▶ [Activity list]
(a) In the article on DLCO testing in COVID-19 patients, how long is the breath hold at total lung capacity?
(b) Repeat the section of the DLCO testing article that opens with the words containing "The DLCO Test" and closes with "a full exhalation.".
(c) Go on with the article on DLCO testing in COVID-19 patients from its last sentence.

▶ [Text provided]
▼▼▼
Research on recovering COVID-19 patients has shown a considerable prevalence of altered diffusing capacity of the lung for carbon monoxide (DLCO) percentage in survivors.

By Bill Pruitt, MBA, RRT, CPFT, AE-C, FAARC


Research on recovering COVID-19 patients has shown a considerable prevalence of altered diffusing capacity of the lung for carbon monoxide (DLCO) percentage in survivors. Carbon monoxide (CO) is used to test the transfer of gases from the alveoli into the bloodstream. It behaves like oxygen in this transfer from lung to blood as it diffuses through the lung/vascular tissues and also, like oxygen, binds to hemoglobin once it has crossed the alveolar-capillary (a/c) membrane. A normal versus reduced DLCO can help distinguish between different lung diseases and pathologies. This article will explore the use of DLCO testing in assessing lung function and lung health in infected and recovering COVID-19 patients. 


The DLCO Test

The most common DLCO test involves the patient breathing in a closed circuit. At the start of the test, the patient is instructed to exhale fully to residual volume (RV) then quickly inhale fully to total lung capacity (TLC). At the beginning of inhalation, a valve opens to provide a mixture of gases: 0.3% CO, 0.3% tracer gas, 21% oxygen, and balance nitrogen. (The tracer gas is an inert gas, usually helium, methane, or neon.) Next, the patient has a 10-second breath hold at TLC (allowing the transfer of gases to occur at the a-c membrane) followed by a full exhalation.
▲▲▲
▶ [Records shown]
▼▼▼
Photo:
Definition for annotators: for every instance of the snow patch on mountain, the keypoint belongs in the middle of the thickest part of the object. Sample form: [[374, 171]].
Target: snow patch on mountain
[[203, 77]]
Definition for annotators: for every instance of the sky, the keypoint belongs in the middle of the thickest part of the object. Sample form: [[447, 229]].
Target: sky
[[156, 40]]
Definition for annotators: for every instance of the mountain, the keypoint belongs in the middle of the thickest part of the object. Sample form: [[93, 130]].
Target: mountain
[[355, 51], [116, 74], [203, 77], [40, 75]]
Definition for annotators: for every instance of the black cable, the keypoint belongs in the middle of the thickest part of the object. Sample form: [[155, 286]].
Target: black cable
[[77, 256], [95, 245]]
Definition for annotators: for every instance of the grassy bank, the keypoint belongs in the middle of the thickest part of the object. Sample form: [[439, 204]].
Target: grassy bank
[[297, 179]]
▲▲▲
▶ [Answers to each task]
(a) The breath hold lasts 10 seconds.

(b)
The DLCO Test

The most common DLCO test involves the patient breathing in a closed circuit. At the start of the test, the patient is instructed to exhale fully to residual volume (RV) then quickly inhale fully to total lung capacity (TLC). At the beginning of inhalation, a valve opens to provide a mixture of gases: 0.3% CO, 0.3% tracer gas, 21% oxygen, and balance nitrogen. (The tracer gas is an inert gas, usually helium, methane, or neon.) Next, the patient has a 10-second breath hold at TLC (allowing the transfer of gases to occur at the a-c membrane) followed by a full exhalation.

(c)
An analysis of a sample of the exhaled gas is performed by the PFT machine after discarding the initial exhaled gas to exclude the gas in the deadspace. The difference between the initial gas and exhaled gas provides a measurement of the diffusion in CO and difference in the inhaled/exhaled tracer gas (which does not diffuse) provides a measure of alveolar volume. If a recently measured hemoglobin is known it is included for the calculation, otherwise the test will assume a normal Hg and COHg to complete the test results. Anemia can reduce the DLCO since there is less Hg available for binding the CO and correcting results for anemia will result in an increase in the reported DLCO (reported as DLCO adjusted). An average of two or more measurements is used to calculate the DLCO in this procedure (called a single breath DLCO test) and the units of measure are cc CO/sec/mmHg.1

The measurement of gas exchange in the lung by using CO is affected by:

  • diffusion coefficient of the gas used in testing
  • surface area of the a-c membrane
  • thickness of the a-c membrane
  • blood volume in the pulmonary capillaries
  • distribution of inspired gas
  • hemoglobin (results are adjusted for anemia) 

Pulmonary and cardiovascular problems are reflected in the last five of these six factors. Damaged or destroyed alveoli (as in emphysema) can reduce the surface area of the a-c membrane. Fibrosis can cause a thickening of the a-c membrane. Blood volume in the pulmonary capillaries is decreased by formation of clots or vasoconstriction leading to increased deadspace ventilation. Distribution of inspired gas can be altered by mucus plugs and bronchoconstriction leading to increased shunt. Anemia decreases hemoglobin and reduces the amount of CO that moves across the a-c membrane. 

Another factor that can reduce diffusion capacity occurs with carbon monoxide poisoning (or excessive exposure to CO) which blunts the ability of hemoglobin to bind with the test gas containing carbon monoxide.

Severe Acute Respiratory Syndrome (SARS)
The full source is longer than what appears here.